--- RECORDS PROVIDED ---

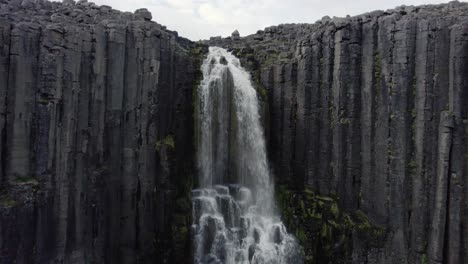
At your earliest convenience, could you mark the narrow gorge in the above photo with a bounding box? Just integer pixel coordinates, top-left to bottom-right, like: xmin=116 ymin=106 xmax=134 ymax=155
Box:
xmin=0 ymin=0 xmax=468 ymax=264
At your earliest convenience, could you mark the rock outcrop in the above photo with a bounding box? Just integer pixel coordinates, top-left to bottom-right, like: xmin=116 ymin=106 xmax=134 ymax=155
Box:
xmin=205 ymin=2 xmax=468 ymax=264
xmin=0 ymin=0 xmax=468 ymax=264
xmin=0 ymin=0 xmax=202 ymax=263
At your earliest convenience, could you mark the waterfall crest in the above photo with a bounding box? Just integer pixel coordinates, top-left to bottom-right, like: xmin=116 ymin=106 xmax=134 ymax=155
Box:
xmin=192 ymin=47 xmax=303 ymax=264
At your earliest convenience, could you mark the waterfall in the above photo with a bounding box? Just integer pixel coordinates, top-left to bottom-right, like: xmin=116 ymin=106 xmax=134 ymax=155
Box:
xmin=192 ymin=47 xmax=303 ymax=264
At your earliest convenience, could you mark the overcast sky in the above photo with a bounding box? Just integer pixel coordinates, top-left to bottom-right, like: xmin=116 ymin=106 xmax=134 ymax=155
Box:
xmin=90 ymin=0 xmax=454 ymax=40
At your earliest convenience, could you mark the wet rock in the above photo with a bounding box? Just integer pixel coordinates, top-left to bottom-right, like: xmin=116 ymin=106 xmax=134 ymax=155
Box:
xmin=135 ymin=8 xmax=153 ymax=21
xmin=219 ymin=57 xmax=228 ymax=65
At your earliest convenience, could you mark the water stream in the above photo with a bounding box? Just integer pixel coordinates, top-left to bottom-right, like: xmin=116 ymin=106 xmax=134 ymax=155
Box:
xmin=192 ymin=47 xmax=303 ymax=264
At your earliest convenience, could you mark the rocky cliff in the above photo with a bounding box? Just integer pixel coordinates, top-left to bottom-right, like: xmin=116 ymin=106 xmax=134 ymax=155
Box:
xmin=0 ymin=0 xmax=201 ymax=263
xmin=0 ymin=0 xmax=468 ymax=264
xmin=206 ymin=2 xmax=468 ymax=264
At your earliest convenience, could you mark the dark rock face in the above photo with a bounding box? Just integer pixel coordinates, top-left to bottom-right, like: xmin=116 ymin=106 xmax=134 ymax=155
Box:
xmin=206 ymin=2 xmax=468 ymax=264
xmin=0 ymin=0 xmax=468 ymax=264
xmin=0 ymin=0 xmax=200 ymax=263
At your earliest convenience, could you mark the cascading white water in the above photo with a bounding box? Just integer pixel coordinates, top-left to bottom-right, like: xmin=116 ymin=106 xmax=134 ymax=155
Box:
xmin=192 ymin=47 xmax=303 ymax=264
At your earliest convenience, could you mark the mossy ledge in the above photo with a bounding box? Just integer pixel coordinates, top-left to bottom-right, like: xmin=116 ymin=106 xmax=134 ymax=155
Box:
xmin=276 ymin=185 xmax=386 ymax=264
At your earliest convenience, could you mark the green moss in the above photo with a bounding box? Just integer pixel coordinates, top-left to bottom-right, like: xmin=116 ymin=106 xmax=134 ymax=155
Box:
xmin=276 ymin=185 xmax=385 ymax=263
xmin=13 ymin=177 xmax=39 ymax=186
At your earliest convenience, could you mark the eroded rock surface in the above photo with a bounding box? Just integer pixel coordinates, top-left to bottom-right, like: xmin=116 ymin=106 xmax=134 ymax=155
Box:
xmin=205 ymin=2 xmax=468 ymax=264
xmin=0 ymin=0 xmax=201 ymax=263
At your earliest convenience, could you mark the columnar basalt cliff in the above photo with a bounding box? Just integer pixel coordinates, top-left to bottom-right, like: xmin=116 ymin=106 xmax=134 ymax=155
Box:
xmin=206 ymin=2 xmax=468 ymax=264
xmin=0 ymin=0 xmax=200 ymax=263
xmin=0 ymin=0 xmax=468 ymax=264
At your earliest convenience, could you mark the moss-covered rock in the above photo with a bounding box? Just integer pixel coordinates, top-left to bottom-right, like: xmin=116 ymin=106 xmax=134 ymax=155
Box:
xmin=276 ymin=185 xmax=385 ymax=263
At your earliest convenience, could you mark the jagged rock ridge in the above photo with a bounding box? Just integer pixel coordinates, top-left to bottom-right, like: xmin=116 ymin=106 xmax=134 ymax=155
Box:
xmin=0 ymin=0 xmax=199 ymax=263
xmin=205 ymin=2 xmax=468 ymax=264
xmin=0 ymin=0 xmax=468 ymax=264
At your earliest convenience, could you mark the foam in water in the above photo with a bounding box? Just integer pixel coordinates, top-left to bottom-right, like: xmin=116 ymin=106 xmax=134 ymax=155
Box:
xmin=192 ymin=47 xmax=303 ymax=264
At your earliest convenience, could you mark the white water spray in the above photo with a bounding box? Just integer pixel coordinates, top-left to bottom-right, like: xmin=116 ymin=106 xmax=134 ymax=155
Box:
xmin=192 ymin=47 xmax=303 ymax=264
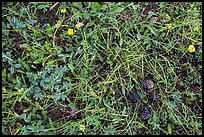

---

TASK INSTRUCTIONS
Reproduce verbatim every line in the material above, beginning with the line that contains "At your earliest convenience, could you mark the green" and continuing through the line that contains "xmin=13 ymin=177 xmax=39 ymax=186", both included.

WORKED SOLUTION
At your earliest convenience, could you mark the green moss in the above photo with a bounding box? Just integer pixel coordinates, top-left to bottom-right, like: xmin=116 ymin=106 xmax=134 ymax=155
Box:
xmin=276 ymin=185 xmax=385 ymax=263
xmin=13 ymin=177 xmax=39 ymax=186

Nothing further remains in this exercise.